> [What is required]:
List each line of the data that holds the word "green".
── Information given ──
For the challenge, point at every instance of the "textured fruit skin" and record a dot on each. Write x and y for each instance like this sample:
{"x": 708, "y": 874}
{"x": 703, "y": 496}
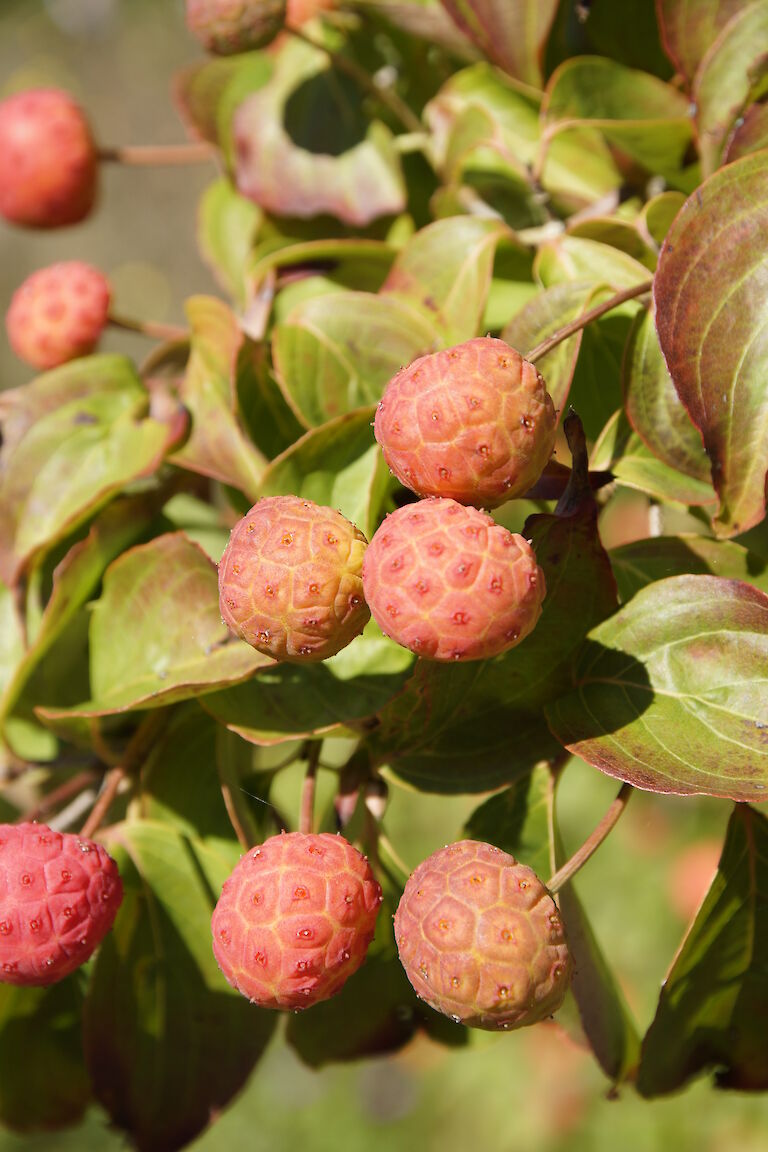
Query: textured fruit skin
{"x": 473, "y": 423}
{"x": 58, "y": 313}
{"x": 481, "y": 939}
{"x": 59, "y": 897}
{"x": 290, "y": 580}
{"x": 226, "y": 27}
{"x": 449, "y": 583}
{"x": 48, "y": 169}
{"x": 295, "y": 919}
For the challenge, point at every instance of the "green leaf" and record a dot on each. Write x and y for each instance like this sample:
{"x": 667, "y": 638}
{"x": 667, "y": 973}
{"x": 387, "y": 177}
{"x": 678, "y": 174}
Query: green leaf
───
── Information given ──
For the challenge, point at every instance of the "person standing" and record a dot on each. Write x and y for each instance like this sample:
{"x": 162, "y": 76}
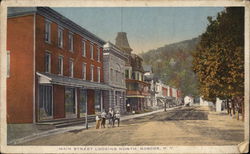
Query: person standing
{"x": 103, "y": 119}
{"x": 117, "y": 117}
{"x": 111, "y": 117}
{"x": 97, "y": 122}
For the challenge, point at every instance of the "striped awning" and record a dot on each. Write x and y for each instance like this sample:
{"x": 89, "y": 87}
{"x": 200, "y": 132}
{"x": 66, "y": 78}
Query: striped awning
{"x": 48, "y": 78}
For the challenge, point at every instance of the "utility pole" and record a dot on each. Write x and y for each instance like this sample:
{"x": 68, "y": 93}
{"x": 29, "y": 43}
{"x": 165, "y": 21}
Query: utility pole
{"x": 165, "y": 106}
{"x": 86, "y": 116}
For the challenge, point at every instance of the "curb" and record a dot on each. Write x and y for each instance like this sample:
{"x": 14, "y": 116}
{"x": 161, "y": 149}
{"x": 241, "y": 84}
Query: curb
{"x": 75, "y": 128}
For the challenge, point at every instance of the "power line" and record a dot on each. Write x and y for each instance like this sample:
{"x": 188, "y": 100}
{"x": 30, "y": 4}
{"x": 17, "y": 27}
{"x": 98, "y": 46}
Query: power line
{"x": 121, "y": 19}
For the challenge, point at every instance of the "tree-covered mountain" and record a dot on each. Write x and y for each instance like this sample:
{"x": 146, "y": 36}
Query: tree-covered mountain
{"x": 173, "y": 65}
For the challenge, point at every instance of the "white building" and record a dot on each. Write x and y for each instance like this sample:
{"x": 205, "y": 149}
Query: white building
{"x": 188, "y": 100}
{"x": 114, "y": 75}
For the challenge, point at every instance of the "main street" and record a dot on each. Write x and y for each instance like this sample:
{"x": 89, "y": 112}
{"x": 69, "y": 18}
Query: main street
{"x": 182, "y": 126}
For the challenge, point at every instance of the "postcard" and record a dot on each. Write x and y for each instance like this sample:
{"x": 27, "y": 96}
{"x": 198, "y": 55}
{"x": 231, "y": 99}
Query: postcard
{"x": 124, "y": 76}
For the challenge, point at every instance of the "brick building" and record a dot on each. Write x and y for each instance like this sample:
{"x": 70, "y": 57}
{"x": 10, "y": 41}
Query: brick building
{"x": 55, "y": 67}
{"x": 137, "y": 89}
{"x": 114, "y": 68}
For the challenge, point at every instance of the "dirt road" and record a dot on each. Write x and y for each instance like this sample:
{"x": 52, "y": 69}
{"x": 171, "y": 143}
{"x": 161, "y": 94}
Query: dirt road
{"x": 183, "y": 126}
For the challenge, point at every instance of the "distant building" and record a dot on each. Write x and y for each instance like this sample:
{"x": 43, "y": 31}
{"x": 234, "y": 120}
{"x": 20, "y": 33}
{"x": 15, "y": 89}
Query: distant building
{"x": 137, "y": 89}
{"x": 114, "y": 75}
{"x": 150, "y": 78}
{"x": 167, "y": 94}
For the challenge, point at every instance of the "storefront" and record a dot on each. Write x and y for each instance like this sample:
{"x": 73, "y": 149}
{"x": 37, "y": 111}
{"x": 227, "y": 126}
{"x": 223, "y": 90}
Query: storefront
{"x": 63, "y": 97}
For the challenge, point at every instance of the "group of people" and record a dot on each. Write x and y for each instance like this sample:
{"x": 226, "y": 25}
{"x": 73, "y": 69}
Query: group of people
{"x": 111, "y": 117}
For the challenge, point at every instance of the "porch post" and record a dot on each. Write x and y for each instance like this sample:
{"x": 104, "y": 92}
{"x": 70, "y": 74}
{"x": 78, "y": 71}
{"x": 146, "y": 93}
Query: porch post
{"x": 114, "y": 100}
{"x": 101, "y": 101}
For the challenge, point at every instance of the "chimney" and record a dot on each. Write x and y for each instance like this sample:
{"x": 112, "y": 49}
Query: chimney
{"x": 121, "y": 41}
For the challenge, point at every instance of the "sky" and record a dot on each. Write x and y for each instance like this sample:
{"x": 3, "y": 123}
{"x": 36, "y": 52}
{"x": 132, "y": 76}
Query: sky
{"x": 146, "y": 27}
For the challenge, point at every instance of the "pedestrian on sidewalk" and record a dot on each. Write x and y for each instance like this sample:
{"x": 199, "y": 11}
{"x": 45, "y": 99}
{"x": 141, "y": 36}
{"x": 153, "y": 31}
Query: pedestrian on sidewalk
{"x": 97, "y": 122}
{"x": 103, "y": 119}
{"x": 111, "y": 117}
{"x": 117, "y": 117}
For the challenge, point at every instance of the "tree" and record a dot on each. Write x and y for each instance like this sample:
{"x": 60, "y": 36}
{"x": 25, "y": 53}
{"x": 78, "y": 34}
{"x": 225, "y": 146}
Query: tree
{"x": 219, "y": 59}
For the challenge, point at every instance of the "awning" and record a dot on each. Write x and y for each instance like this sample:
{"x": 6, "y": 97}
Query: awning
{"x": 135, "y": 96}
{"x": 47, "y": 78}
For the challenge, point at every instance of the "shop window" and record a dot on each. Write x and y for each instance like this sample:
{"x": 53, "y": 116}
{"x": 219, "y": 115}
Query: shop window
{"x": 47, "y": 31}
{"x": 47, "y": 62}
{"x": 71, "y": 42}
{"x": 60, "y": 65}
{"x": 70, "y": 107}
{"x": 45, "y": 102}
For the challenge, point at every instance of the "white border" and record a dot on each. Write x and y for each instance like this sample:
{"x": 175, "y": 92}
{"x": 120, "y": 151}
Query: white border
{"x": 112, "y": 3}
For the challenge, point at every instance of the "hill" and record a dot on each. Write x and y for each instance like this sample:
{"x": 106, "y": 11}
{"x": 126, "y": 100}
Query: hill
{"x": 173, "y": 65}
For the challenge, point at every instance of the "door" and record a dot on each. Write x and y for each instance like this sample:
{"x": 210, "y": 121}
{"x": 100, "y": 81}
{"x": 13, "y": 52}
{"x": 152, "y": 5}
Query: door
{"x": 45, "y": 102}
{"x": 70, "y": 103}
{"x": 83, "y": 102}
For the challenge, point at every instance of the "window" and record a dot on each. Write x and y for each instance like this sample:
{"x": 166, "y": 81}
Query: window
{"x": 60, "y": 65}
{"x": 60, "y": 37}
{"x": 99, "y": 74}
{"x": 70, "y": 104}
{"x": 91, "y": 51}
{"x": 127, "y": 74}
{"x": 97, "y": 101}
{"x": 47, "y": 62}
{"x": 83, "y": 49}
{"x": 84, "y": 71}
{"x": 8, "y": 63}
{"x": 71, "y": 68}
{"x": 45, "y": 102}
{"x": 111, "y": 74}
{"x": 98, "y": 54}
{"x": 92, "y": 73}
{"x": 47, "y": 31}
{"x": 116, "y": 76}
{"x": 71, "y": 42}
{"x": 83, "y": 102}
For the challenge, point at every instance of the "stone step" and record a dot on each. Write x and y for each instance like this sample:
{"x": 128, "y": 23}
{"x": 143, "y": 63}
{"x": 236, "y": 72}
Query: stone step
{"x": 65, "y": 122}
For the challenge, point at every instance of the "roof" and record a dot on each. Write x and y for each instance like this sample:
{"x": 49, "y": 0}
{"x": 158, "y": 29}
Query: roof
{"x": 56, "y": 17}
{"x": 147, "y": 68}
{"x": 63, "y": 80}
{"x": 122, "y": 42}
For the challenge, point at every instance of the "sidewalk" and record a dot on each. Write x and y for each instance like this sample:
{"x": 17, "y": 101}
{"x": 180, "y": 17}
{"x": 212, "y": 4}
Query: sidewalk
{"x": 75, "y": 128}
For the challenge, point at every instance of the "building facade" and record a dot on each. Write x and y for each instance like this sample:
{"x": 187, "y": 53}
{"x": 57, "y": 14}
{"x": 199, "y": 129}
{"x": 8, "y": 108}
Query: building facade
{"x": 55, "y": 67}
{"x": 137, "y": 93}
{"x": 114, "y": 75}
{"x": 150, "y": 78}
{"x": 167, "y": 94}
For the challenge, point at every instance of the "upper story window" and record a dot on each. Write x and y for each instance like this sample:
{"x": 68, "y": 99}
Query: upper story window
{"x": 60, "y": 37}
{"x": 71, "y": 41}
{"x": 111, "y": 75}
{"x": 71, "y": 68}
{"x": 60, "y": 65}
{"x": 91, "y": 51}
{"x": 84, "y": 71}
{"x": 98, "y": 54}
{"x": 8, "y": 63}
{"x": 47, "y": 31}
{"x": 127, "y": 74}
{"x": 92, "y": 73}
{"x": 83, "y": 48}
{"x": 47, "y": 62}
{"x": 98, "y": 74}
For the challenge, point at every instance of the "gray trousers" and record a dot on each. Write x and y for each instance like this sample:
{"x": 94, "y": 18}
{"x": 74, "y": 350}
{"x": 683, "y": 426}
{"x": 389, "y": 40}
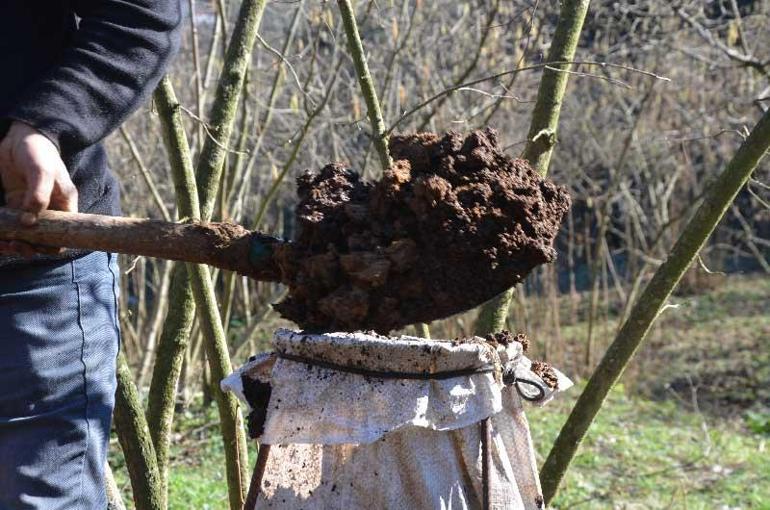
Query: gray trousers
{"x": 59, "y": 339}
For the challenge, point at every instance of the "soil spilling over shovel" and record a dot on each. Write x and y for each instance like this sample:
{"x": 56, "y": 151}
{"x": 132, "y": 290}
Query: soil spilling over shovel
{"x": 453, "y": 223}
───
> [Problem solution]:
For the challenge, point at every instance of the "green leaf" and record a dot on each. Write x and y for each instance like this sample:
Query: green leaf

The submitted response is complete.